*Fragmento seleccionado*.
·····

Si alguna vez hubo una persona hecha de puro
instinto de supervivencia y orgullo de clase obrera, ese es Rocky Balboa, el ex
boxeador de poca monta que protagoniza la película homónima de 1976. Dirigida
por John G. Aveldsen y escrita por su protagonista, Sylvester Stallone, esta
cinta es un drama deportivo con una fuerte carga emocional, envuelto en la
crudeza de una Filadelfia gris y golpeada por la vida. Ganadora del Óscar a la
Mejor Película, su éxito no solo radica en el ring, sino en la humanidad con la
que retrata a su personaje principal.
Escribo sobre Rocky porque, casi cincuenta años
después de su estreno, la película sigue siendo un referente ineludible del
cine de superación y deporte. Y porque, en tiempos donde el cine parece más
preocupado por los efectos digitales y franquicias vacías, revisar una historia
tan brutalmente honesta como esta es casi un acto de resistencia. Rocky no solo
es una película sobre boxeo: es un testimonio de la lucha contra la mediocridad,
del deseo de agarrarse a un atisbo de grandeza cuando el destino ya parece
haberte sentenciado.
El argumento es simple: Rocky Balboa (Stallone)
es un boxeador de tercera que sobrevive a base de peleas de barrio y cobranzas
para un prestamista. Su vida parece destinada a la irrelevancia hasta que el
campeón del mundo, Apollo Creed (Carl Weathers), le da una oportunidad
inesperada: un combate por el título. Pero lo interesante aquí no es el combate
en sí, sino lo que representa. Rocky no sueño con ganar; sueña con demostrar
que puede aguantar en pie hasta el final, que puede ser alguien en un mundo que
le ha dado la espalda. A su lado, la tímida y entrañable Adrian (Talia Shire) y
el cascarrabias Mickey (Burgess Meredith) completan un cuadro de personajes tan
reales que parecen sacados de cualquier barrio obrero de la época.
La película bebe de un realismo casi
documental. Alvildsen filma con una estética sucia y despojada de artificios,
logrando que cada plano huela a sudor y desesperanza. La Filadelfia de Rocky no
es turística ni luminosa, es un lugar hostil donde los sueños se pudren y solo
los locos insisten en perseguirlos. Destaca el uso de la cámara en mano en los
entrenamientos, dotando de una fisicidad cruda a las escenas, y el icónico
plano de Rocky subiendo las escaleras del Museo de Arte de Filadelfia, que es
una de las imágenes más potentes del cine de los setenta.

·····

*Registros enumerados*.
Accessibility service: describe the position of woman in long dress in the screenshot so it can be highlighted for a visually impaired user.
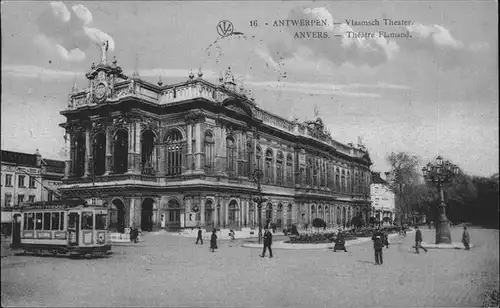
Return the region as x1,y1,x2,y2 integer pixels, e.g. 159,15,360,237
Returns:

·····

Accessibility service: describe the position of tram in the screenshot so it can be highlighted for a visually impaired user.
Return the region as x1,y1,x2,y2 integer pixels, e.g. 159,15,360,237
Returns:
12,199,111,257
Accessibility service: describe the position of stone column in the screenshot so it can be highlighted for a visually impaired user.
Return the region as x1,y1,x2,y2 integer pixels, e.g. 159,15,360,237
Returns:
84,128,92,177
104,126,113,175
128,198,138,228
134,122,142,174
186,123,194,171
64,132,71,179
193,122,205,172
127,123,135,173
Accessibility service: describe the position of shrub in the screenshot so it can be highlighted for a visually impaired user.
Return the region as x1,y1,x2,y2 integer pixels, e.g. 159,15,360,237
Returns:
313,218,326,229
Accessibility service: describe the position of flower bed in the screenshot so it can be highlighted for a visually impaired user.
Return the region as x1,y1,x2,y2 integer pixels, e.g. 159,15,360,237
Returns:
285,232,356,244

·····

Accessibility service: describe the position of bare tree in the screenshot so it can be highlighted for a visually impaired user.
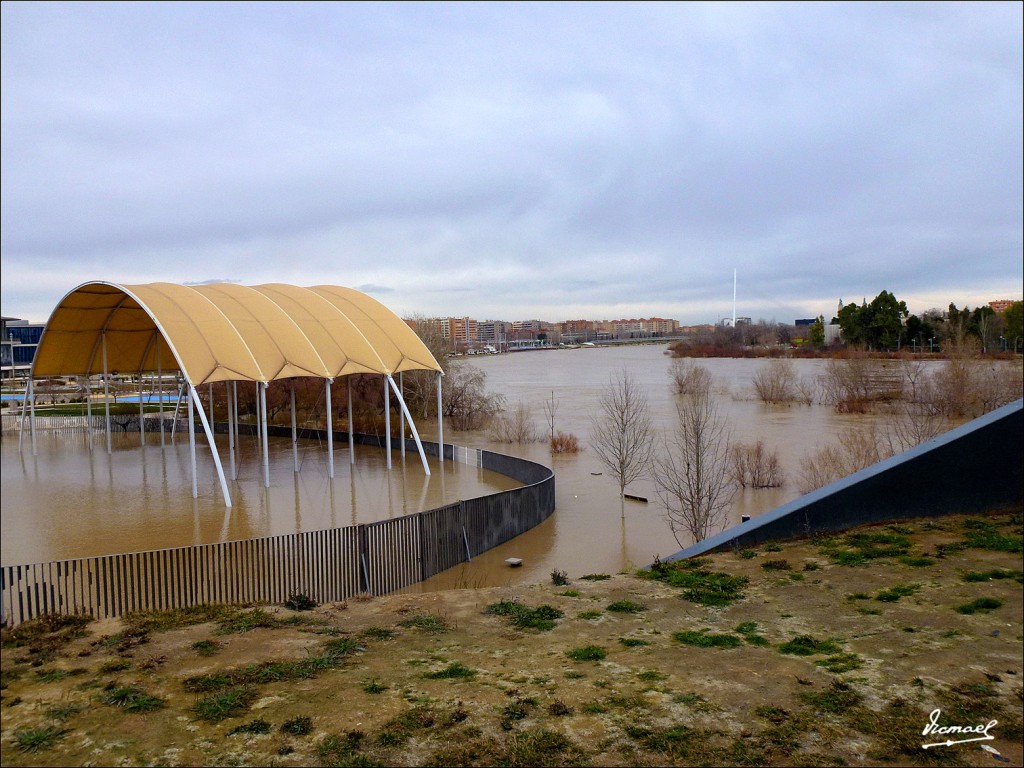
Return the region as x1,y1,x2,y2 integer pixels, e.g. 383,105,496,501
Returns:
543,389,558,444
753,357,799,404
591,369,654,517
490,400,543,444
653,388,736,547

·····

*Usando la información*.
[A] Transcribe, por favor, el tramo de la reseña sobre Rocky que va desde "Escribo sobre Rocky" hasta "haberte sentenciado.".
[B] Escribe la continuación de la reseña sobre Rocky a partir de su última oración.

*Respuestas del ejercicio*.
[A]
Escribo sobre Rocky porque, casi cincuenta años
después de su estreno, la película sigue siendo un referente ineludible del
cine de superación y deporte. Y porque, en tiempos donde el cine parece más
preocupado por los efectos digitales y franquicias vacías, revisar una historia
tan brutalmente honesta como esta es casi un acto de resistencia. Rocky no solo
es una película sobre boxeo: es un testimonio de la lucha contra la mediocridad,
del deseo de agarrarse a un atisbo de grandeza cuando el destino ya parece
haberte sentenciado.

[B]
Stallone, contra todo pronóstico, da en el
clavo con su interpretación. Su Rocky es torpe, rudo, pero con un corazón
enorme. No es un héroe convencional, sino un hombre atrapado en sus propias
limitaciones, con un dolor silencioso que se filtra en cada gesto. Su guion, sencillo,
pero certero, evita los excesos sentimentales y se sostiene sobre la autoridad
de los diálogos.
Rocky no inventó el cine de boxeo, pero lo
redefinió. Es hija legítima de The Set Up (1949) y Fat City (1972), pero con un
halo más esperanzador. El cine posterior ha explotado hasta la saciedad la
historia del desvalido que desafía las probabilidades, pero pocas veces con la
honestidad y crudeza de esta película.
No es perfecta, claro. Hay momentos donde la
narrativa se alarga innecesariamente y algunas actuaciones secundarias caen en
lo caricaturesco. Pero todo eso se disuelve cuando llega el combate final,
filmado con una violencia coreografiada que, sin perder realismo, transmite una
épica emocional que Hollywood ha intentado imitar desde entonces sin lograrlo
del todo.
Casi medio siglo después, Rocky sigue golpeando
fuerte. No porque nos hable de un boxeador, sino porque nos recuerda que, a
veces, simplemente resistir es suficiente. Y eso, en un mundo que rara vez
otorga segundas oportunidades, es más inspirador que cualquier victoria.